* [STATED EXERCISE]:
Take the line containing "compact like (160,654)." and all lines after it to the end of the records, and output them exactly.

* [PROVIDED RECORDS]:
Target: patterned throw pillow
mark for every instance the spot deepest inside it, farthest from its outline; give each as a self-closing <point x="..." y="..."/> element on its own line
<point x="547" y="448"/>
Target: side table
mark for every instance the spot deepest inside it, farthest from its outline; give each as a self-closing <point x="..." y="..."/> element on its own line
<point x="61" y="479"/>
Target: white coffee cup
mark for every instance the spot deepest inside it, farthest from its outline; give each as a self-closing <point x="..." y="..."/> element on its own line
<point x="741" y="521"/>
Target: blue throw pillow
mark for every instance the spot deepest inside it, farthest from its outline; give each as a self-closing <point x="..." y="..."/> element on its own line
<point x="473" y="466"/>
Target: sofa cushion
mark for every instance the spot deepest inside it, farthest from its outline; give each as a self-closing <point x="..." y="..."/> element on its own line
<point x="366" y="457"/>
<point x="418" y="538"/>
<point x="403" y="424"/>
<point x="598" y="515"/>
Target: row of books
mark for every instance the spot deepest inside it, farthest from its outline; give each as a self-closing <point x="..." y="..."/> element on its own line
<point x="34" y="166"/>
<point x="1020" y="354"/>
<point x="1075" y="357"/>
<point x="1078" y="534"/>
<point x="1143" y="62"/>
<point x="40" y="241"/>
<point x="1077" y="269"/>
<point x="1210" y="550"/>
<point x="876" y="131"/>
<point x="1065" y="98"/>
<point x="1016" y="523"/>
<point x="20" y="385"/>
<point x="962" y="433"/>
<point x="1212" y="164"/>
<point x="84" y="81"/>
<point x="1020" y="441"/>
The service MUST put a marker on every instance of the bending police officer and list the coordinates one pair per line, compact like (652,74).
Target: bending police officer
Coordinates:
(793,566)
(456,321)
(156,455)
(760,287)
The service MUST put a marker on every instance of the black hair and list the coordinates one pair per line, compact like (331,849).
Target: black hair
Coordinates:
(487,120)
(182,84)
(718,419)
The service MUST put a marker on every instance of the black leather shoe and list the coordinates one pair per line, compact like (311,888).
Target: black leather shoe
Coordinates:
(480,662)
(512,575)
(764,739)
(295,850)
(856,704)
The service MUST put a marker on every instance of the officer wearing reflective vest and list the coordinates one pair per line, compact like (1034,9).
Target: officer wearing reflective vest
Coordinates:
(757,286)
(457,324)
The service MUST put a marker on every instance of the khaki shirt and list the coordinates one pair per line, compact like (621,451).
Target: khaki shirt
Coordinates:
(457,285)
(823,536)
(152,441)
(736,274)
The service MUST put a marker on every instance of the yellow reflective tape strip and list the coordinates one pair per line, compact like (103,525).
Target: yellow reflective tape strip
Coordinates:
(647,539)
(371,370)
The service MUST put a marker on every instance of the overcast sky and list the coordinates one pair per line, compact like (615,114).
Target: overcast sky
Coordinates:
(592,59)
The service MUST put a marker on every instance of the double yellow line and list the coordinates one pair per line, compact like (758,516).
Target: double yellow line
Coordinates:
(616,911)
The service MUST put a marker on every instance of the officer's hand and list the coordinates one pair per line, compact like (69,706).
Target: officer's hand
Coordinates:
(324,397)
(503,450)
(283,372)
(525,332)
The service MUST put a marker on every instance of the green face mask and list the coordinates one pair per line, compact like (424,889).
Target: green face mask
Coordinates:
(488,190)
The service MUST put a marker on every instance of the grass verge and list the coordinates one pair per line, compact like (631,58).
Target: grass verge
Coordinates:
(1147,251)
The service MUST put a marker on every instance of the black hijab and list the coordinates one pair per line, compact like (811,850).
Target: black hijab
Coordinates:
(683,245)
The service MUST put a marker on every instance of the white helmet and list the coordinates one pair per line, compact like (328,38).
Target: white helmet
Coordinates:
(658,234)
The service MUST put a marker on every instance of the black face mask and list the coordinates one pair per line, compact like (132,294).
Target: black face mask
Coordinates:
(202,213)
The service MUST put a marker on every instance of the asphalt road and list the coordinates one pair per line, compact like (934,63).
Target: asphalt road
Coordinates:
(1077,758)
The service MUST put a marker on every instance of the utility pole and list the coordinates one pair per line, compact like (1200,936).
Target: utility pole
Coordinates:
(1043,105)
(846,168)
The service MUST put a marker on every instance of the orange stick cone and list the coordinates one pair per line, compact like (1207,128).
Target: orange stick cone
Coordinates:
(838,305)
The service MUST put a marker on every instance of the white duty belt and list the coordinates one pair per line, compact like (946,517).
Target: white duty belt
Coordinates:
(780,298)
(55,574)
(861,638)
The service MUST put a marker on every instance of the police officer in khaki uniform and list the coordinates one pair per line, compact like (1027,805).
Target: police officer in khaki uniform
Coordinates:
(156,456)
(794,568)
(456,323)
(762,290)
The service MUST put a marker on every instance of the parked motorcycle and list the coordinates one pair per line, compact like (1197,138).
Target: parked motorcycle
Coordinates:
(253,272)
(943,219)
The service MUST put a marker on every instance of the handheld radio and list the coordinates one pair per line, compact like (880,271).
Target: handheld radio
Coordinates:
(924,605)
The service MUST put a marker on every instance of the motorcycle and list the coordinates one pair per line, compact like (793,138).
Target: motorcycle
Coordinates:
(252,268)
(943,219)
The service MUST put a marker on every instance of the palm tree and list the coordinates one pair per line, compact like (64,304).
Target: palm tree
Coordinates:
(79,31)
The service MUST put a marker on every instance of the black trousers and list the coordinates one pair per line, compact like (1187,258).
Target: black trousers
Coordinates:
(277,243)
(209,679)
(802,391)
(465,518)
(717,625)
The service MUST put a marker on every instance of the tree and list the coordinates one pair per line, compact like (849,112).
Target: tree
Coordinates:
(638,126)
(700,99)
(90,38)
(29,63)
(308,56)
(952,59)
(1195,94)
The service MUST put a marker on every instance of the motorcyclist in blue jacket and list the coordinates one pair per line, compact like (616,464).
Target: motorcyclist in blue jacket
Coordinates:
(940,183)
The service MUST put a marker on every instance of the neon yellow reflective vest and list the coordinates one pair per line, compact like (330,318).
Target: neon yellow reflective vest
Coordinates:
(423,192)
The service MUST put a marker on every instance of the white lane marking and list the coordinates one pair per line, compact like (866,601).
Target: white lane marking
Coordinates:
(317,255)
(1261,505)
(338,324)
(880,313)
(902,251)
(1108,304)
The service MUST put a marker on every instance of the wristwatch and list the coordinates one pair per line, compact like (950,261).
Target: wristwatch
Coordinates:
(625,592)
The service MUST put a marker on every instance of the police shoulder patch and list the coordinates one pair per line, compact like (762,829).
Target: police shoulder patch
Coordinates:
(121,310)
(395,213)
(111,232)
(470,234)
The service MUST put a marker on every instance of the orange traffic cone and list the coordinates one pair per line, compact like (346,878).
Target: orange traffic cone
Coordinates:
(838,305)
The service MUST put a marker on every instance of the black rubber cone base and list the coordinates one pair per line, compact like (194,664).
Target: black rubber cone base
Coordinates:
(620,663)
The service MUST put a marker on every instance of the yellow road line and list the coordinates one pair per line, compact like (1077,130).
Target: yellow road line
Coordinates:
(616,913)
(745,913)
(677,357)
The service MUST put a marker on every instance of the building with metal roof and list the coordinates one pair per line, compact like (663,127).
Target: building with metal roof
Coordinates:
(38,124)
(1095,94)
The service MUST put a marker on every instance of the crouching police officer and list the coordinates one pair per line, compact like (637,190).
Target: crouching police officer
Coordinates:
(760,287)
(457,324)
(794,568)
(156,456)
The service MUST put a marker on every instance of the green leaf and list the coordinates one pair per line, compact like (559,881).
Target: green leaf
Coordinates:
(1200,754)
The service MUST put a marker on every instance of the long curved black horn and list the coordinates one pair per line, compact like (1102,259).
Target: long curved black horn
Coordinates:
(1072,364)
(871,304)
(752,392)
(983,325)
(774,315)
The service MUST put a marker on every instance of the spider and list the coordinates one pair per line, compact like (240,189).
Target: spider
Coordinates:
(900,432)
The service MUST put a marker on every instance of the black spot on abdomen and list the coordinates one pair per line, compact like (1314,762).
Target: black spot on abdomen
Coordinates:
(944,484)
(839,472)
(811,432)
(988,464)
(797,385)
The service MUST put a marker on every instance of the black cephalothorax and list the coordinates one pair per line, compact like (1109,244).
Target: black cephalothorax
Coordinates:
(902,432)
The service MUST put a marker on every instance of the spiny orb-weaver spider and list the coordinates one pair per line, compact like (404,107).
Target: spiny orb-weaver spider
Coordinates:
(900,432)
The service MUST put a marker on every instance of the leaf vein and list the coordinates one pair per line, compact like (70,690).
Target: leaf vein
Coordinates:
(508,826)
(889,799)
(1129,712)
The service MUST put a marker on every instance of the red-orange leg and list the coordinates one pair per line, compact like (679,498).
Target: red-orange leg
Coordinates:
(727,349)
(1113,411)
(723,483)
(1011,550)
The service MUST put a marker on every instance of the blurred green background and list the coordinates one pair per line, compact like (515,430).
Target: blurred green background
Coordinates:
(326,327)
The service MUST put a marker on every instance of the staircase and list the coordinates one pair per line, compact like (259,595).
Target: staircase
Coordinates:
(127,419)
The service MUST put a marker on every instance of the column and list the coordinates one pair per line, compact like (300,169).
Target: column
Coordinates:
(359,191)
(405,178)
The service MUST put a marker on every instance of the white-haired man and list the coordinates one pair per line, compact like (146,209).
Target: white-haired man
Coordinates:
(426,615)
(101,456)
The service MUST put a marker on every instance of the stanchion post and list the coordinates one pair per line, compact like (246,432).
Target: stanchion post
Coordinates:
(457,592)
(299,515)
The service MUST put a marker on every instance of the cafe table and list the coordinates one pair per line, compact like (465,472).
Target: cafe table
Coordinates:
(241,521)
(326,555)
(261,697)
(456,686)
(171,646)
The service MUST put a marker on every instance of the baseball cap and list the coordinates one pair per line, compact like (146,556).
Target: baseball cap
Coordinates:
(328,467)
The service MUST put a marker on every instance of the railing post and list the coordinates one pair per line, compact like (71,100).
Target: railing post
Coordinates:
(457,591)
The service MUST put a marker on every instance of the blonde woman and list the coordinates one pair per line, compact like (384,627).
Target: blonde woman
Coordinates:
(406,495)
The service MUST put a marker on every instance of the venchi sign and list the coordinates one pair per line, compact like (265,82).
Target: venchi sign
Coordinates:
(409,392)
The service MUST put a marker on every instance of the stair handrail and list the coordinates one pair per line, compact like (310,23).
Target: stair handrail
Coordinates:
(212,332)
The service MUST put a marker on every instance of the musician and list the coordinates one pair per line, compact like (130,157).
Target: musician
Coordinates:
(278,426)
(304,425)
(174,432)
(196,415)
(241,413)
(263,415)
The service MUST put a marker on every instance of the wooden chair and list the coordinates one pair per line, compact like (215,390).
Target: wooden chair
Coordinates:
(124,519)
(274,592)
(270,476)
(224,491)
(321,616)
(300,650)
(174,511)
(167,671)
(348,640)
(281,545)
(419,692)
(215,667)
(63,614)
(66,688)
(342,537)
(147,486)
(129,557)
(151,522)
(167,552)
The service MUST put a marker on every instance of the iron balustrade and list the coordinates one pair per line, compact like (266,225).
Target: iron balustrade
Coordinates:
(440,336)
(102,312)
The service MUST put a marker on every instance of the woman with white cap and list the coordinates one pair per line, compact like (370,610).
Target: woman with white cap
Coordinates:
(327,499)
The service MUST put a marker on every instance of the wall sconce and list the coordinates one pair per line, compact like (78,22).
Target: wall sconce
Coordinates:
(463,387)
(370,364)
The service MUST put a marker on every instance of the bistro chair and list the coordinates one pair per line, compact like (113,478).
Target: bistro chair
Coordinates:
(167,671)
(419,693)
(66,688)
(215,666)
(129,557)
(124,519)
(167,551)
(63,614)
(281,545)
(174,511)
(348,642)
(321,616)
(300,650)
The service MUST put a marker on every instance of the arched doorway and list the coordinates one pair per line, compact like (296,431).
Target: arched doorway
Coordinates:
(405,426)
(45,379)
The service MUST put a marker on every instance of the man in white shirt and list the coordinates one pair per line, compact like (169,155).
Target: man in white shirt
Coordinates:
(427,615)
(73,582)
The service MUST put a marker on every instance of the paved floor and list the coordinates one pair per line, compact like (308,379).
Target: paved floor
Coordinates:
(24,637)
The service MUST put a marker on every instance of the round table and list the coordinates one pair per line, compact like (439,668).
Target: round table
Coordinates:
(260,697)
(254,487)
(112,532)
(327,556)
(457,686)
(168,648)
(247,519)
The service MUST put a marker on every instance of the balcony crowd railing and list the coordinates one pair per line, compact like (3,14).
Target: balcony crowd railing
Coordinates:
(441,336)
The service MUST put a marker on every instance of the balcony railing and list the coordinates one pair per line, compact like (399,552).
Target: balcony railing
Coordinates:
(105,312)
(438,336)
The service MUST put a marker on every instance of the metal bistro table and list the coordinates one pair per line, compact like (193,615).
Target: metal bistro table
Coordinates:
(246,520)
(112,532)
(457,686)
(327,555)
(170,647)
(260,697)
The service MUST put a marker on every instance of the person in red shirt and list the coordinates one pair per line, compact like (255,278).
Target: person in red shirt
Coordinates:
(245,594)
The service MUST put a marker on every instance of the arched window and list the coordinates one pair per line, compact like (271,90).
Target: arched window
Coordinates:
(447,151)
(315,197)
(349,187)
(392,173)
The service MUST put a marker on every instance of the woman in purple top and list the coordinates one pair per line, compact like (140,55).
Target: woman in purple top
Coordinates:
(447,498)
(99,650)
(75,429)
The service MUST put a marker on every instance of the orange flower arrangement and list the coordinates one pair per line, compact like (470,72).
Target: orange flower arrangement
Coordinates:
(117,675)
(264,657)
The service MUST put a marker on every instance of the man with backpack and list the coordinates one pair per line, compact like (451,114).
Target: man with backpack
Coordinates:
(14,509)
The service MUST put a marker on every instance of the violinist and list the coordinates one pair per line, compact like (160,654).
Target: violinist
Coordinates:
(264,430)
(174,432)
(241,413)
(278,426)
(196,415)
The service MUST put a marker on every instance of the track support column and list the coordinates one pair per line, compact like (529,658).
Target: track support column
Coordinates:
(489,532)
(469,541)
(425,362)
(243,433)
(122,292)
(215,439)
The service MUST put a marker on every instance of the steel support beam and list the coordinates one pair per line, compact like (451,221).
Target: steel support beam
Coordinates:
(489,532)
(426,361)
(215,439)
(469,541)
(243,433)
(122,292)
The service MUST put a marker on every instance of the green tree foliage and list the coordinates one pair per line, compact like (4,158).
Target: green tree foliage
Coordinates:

* [WRITTEN ANSWER]:
The service MUST put a marker on every instance of the violinist and list the coordinates one pair per line, compact like (160,654).
Target: violinist
Coordinates:
(264,430)
(174,432)
(241,413)
(278,426)
(196,415)
The service MUST put a marker on every instance of the track support column and list the coordinates one pair per line, compact like (529,658).
Target: track support column
Coordinates:
(489,532)
(469,541)
(425,362)
(243,433)
(122,292)
(215,439)
The service MUST put a marker on every instance of the steel support beam and list the coordinates one pair per line, compact like (451,221).
Target: steel support beam
Coordinates:
(489,532)
(426,361)
(215,439)
(469,541)
(243,433)
(122,292)
The service MUST put a marker on every instance of the green tree foliage and list the coordinates one pair per line, compact like (4,158).
Target: green tree foliage
Coordinates:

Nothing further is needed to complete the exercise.